# What the exercise asks
Copy every line of the data below verbatim, changing nothing.

····················

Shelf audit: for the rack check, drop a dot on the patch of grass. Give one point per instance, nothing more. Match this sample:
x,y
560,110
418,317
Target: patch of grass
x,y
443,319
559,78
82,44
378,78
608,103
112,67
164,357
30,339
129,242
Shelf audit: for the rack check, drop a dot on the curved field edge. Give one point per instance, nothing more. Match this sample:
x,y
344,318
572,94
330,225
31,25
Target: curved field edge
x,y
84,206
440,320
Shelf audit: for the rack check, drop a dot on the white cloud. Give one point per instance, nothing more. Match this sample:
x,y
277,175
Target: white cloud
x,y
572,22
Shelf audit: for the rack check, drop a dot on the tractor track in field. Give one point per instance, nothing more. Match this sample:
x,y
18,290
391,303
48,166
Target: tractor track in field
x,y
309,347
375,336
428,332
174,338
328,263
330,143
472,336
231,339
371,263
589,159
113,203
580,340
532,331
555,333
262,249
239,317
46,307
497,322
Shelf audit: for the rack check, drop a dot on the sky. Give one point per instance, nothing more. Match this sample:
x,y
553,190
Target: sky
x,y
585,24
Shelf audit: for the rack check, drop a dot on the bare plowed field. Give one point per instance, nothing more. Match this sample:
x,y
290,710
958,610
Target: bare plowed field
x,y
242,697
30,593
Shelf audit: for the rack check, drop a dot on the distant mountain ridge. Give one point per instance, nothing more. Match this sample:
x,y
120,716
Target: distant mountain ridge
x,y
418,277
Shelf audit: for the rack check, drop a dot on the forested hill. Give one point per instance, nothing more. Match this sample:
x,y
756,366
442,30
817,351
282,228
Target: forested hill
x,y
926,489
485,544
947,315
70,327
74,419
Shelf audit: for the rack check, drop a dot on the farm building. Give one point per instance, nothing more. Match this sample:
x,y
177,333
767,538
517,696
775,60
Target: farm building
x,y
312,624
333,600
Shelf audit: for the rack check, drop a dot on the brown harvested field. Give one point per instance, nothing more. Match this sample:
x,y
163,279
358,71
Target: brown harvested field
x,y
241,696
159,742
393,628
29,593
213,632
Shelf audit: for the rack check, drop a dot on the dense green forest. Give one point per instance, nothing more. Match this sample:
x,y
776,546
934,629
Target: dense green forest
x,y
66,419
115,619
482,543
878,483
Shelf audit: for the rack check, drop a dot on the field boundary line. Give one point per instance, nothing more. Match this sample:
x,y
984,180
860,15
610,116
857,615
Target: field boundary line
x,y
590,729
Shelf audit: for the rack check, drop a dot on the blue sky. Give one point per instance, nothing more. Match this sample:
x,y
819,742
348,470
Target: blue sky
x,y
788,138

····················

# Solved exercise
Shelf audit: for the rack check, drop a dot on the patch of grass. Give one point per instance, nothing more. Match this sample:
x,y
560,110
418,317
Target: patch of grass
x,y
443,319
559,78
82,44
378,78
608,103
112,67
164,357
30,339
129,242
Shelf audit: for the rack check, drop a dot on the curved field edge. Give one point per instance, nothing more. Match this sample:
x,y
344,318
572,94
330,225
31,25
Target: curved field edge
x,y
84,206
440,320
Shelf audit: for the rack check, drop a dot on the white cloud. Give one point per instance, nothing more. Match this sample:
x,y
277,175
Target: white cloud
x,y
572,22
Shelf audit: for the rack check, drop a dot on the tractor track in field. Give one point per instance, nothing more. Match this sample:
x,y
18,290
391,303
48,166
Target: tractor track in field
x,y
309,347
375,336
428,332
174,338
328,263
330,143
472,336
231,339
371,263
589,159
113,203
580,340
532,331
555,333
262,249
239,317
46,307
497,322
Shelf audit: for the rack check, drop a dot on the sky. Give one point per instance, nothing more. Match this sample:
x,y
553,190
Target: sky
x,y
585,24
Shelf audit: for the rack check, drop a dot on the bare plowed field. Give one point per instance, nothing more. Match this sample:
x,y
290,710
958,610
Target: bare plowed field
x,y
242,697
30,593
Shelf audit: for the rack check, drop a dot on the distant mountain ridge. Give one point per instance, nothing more. Match this sample:
x,y
120,716
Target: distant mountain ridge
x,y
418,277
Shelf audit: for the rack check, drop a dot on the forested hill. Give one point per instance, nothing more. Match this sample:
x,y
756,366
442,30
817,351
282,228
Target: forested hill
x,y
926,489
485,544
947,315
70,327
74,419
Shelf audit: for the rack check, drop a dot on the farm building. Give one point per instance, nothing more. Match this sample:
x,y
177,333
767,538
517,696
775,60
Target: farm building
x,y
312,624
333,600
Shelf audit: for the rack check, drop a dot on the brown harvested field. Give one point per instance, nothing more. Match this sample:
x,y
163,279
358,71
Target: brown harvested field
x,y
241,696
159,742
393,628
29,593
213,632
Shelf audit: for the rack check, drop a dot on the dense green forest. Give one point per instance, nothing more. Match this sample:
x,y
776,546
934,629
Target: dense green forest
x,y
66,419
115,619
482,543
878,483
Shelf audit: for the rack check, drop a dot on the field boundary line. Give one point per instance, nothing more. Match this sample:
x,y
984,180
860,15
610,116
857,615
Target: field boundary line
x,y
590,729
Shelf audit: for the rack check, drop a dot on the blue sky. Give one point per instance, nothing more. Match this sample:
x,y
819,742
348,470
Target: blue sky
x,y
788,138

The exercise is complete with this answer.